■ **Document**:
# # # #

Dances by Charles O. Anderson, John Beasant III, Roxanne Claire, Erica Gionfriddo/ARCOS, Courtney D. Jones, Alisa Mittin, SpareWorks.dance (Amber Ortega-Perez + Charles Perez), Joshua L. Peugh/Dark Circles Contemporary Dance, Sixto Wagan, and Connor Walsh.
Created in Portland, Oregon, in 2002 Ten Tiny Dances® continues to be produced by founder Mike Barber and others, by permission. See www.tentinydances.org for more information.
ARTIST WORDS: Exclusive Interviews with this year’s Dancers (January 2017)

# # # #

■ **Collected data**:
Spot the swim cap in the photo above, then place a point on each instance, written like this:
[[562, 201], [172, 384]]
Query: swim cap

# # # #

■ **Set problem 1**:
In the Ten Tiny Dances text, where and when was Ten Tiny Dances created?
■ **Set problem 2**:
Pick up the Ten Tiny Dances text after its last line and continue it.

■ **Expected answer 1**:
Portland, Oregon, in 2002.

■ **Expected answer 2**:
Charles O. Anderson
I was born in Richmond, VA. I was based in New York City and Philadelphia for sixteen years before moving to Austin in 2011. While I may career started professionally in New York, I feel Philadelphia is where I found a sense of community as an artist. I have performed in Ten Tiny Dances performances a few times in the past. I enjoy how the format requires a certain focus on the performer and movement that sometimes can be lost in a full performance space. I am presenting a duet excerpt of a larger piece I am currently developing with my company Charles O. Anderson Dance Projects (formerly dance theatre X). I am thinking very much about how being on the platform creates a site for vulnerability and confession and how standing in proximity to it facilitates bearing witness as well as vice versa.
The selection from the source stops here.